Stored items
╔══

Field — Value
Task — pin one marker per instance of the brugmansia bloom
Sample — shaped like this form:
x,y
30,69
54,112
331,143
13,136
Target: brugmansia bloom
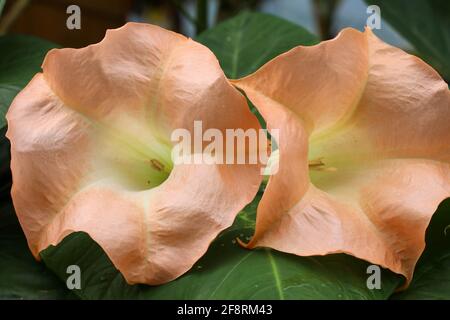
x,y
364,153
91,151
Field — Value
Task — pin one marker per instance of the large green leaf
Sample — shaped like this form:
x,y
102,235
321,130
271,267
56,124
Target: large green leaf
x,y
244,43
227,271
432,276
20,58
21,276
426,25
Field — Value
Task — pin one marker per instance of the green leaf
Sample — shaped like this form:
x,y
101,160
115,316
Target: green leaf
x,y
244,43
432,275
227,271
425,24
20,59
21,276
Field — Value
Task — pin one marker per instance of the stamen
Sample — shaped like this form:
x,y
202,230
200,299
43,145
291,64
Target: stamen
x,y
157,165
319,165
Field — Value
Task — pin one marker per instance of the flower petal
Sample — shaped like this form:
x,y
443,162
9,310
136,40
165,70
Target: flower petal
x,y
382,138
83,135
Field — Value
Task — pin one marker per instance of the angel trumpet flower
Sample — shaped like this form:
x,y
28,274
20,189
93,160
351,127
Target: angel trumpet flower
x,y
364,158
90,144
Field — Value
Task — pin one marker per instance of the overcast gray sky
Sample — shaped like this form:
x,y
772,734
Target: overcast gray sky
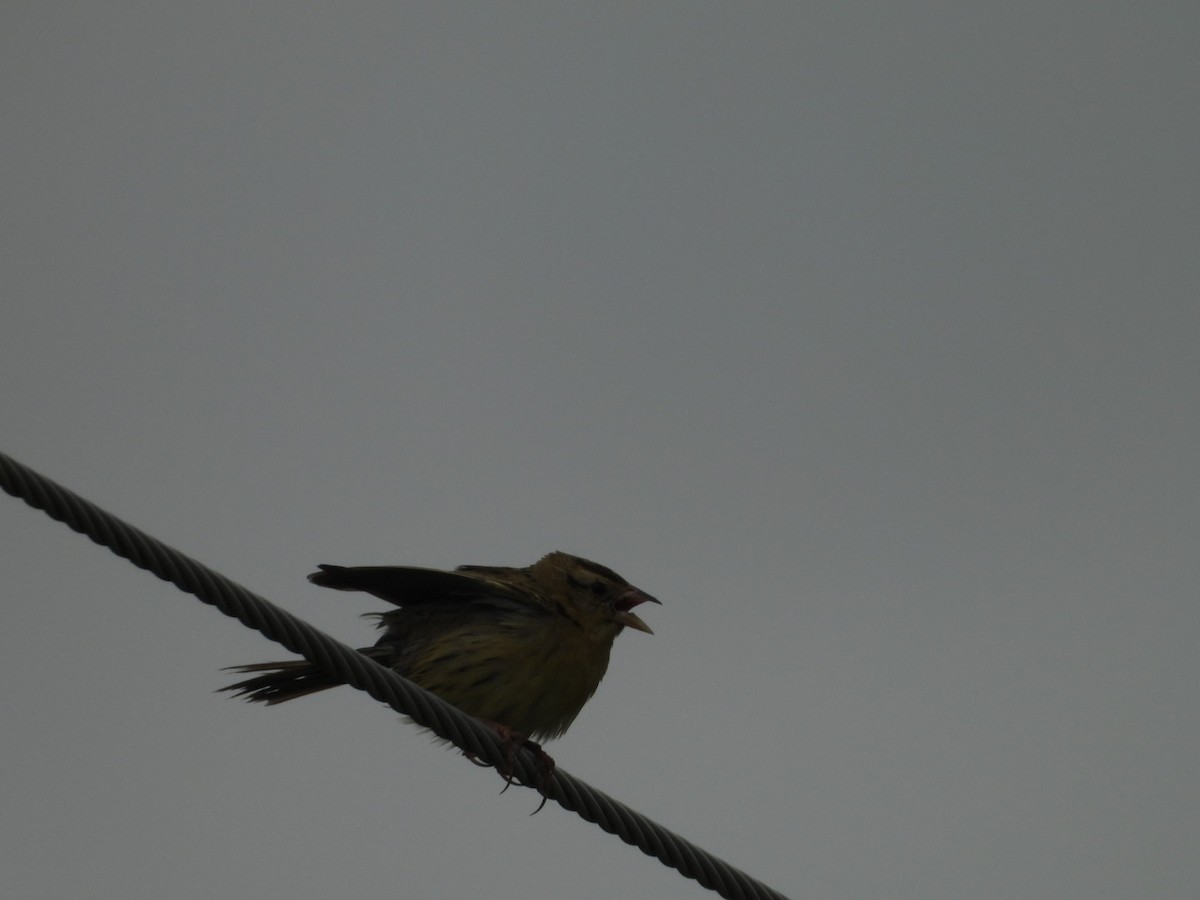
x,y
863,335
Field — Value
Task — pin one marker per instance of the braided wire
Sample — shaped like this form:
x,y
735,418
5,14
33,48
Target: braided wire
x,y
385,685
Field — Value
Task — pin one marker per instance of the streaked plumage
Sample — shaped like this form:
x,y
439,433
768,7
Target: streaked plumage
x,y
523,648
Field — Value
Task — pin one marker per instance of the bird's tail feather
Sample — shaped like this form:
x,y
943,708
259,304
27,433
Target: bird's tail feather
x,y
289,679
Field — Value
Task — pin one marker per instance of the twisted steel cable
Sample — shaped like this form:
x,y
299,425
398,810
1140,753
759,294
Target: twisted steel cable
x,y
385,685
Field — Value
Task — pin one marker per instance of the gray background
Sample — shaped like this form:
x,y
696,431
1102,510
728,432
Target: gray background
x,y
864,335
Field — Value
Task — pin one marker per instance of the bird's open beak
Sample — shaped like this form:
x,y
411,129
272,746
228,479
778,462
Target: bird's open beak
x,y
625,603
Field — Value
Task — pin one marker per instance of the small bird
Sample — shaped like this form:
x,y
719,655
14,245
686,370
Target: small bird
x,y
522,649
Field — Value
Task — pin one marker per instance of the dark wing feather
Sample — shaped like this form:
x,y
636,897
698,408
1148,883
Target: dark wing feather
x,y
406,586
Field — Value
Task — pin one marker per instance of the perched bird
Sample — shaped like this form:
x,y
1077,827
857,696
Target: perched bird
x,y
520,648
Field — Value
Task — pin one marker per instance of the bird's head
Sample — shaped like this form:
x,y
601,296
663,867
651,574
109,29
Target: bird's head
x,y
595,591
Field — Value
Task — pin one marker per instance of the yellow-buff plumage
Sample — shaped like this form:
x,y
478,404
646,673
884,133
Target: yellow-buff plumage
x,y
521,648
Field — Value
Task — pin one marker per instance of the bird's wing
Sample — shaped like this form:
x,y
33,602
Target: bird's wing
x,y
406,586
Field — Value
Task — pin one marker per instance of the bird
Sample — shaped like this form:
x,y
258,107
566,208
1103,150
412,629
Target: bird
x,y
522,649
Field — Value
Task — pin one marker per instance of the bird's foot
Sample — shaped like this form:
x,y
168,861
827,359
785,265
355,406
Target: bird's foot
x,y
513,741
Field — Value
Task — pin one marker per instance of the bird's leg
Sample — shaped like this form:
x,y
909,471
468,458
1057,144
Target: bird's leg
x,y
511,741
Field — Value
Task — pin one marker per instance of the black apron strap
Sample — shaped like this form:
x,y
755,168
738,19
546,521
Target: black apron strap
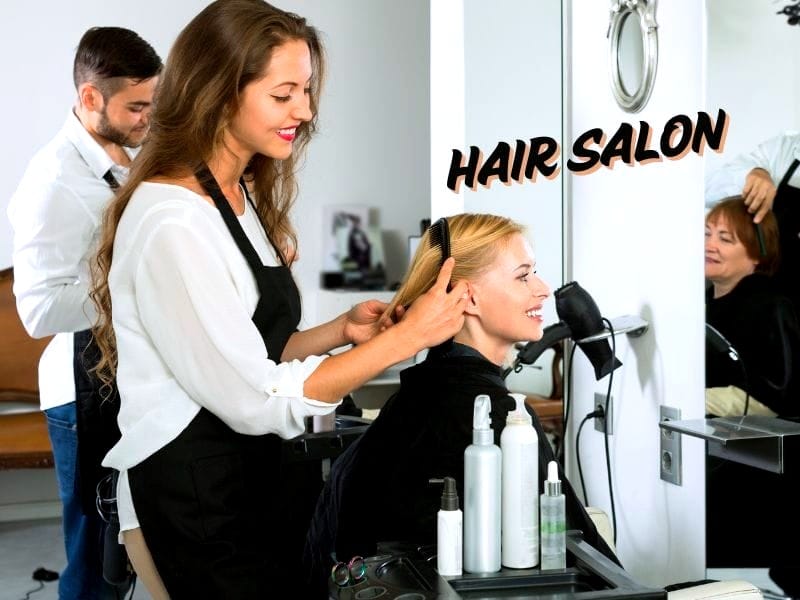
x,y
210,185
789,173
112,182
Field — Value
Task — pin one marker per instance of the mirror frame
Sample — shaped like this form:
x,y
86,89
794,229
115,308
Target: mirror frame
x,y
644,11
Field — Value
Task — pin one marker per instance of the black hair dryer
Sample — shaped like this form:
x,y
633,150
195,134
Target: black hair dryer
x,y
580,320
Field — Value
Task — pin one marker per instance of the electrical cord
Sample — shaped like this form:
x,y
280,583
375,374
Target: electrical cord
x,y
594,414
561,454
41,575
605,431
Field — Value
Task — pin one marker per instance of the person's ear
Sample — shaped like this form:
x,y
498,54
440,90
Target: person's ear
x,y
90,97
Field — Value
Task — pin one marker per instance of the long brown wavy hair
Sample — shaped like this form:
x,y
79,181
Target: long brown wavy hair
x,y
224,48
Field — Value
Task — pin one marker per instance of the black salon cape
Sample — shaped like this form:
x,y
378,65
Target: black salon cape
x,y
379,487
750,512
761,325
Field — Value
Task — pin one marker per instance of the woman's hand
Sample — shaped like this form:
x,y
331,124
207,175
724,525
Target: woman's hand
x,y
438,315
759,193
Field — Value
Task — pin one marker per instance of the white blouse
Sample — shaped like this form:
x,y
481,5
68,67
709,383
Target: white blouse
x,y
183,298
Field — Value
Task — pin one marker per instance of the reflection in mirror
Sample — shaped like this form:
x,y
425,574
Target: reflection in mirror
x,y
752,75
633,52
630,58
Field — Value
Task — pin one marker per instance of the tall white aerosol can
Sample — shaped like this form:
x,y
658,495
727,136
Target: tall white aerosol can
x,y
482,472
520,489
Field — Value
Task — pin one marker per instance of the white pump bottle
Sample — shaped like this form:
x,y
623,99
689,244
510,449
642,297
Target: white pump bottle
x,y
520,447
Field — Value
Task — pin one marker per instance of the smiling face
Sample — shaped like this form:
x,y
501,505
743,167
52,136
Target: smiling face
x,y
124,118
505,302
274,106
726,258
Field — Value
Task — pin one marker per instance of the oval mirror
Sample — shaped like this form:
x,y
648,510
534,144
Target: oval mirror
x,y
633,52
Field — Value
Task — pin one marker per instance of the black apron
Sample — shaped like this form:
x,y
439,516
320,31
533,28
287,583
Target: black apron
x,y
218,511
787,212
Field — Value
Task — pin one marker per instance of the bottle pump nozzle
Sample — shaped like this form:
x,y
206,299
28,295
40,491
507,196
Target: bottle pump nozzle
x,y
449,495
552,487
481,425
520,414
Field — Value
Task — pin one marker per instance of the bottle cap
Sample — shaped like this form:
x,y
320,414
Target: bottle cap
x,y
518,416
481,425
449,495
552,487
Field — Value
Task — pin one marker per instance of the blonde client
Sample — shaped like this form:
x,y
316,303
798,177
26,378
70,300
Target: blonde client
x,y
379,489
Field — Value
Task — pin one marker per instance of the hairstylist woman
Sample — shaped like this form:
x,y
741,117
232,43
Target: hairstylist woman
x,y
196,265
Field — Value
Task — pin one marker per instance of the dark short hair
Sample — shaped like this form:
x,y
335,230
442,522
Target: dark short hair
x,y
113,53
734,211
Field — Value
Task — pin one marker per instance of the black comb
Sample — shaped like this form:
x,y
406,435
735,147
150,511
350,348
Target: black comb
x,y
440,237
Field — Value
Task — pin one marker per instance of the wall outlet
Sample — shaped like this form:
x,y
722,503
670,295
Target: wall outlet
x,y
671,455
601,423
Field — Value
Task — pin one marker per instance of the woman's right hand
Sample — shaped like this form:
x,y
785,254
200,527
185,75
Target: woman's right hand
x,y
437,315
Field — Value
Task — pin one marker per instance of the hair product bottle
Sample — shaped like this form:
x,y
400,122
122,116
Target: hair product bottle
x,y
520,517
449,551
554,541
482,472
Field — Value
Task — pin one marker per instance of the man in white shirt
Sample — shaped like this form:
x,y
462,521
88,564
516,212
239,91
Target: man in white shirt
x,y
55,214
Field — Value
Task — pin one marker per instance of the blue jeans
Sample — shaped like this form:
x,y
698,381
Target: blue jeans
x,y
82,578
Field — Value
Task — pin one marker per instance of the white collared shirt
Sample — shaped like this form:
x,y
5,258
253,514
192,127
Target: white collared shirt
x,y
55,213
774,155
184,297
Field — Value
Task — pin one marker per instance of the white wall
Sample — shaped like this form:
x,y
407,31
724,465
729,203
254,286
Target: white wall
x,y
513,91
752,72
637,248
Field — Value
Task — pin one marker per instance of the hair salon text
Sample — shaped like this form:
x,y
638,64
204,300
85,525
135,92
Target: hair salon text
x,y
526,160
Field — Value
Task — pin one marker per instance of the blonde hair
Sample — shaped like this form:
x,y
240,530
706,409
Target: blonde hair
x,y
475,241
228,45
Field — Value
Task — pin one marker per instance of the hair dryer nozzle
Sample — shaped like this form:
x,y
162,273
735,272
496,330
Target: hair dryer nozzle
x,y
578,309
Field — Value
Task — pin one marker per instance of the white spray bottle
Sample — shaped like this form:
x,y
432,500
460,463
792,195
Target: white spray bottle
x,y
482,473
520,447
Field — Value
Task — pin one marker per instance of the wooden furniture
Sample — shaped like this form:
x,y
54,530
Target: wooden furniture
x,y
24,442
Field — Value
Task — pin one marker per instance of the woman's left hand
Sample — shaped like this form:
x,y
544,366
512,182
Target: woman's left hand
x,y
365,320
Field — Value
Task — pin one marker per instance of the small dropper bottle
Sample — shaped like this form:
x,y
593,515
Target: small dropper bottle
x,y
553,522
449,534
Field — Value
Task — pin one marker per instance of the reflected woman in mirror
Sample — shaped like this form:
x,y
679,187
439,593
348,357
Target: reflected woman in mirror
x,y
379,488
749,508
768,179
745,306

╚══

List every line of the records above that contains the word "feather", copying each one in full.

Task — pin one marker per instance of the bird's tail feather
Target: bird's tail feather
Task — pin one marker per instance of the dark wing feather
Target: dark wing feather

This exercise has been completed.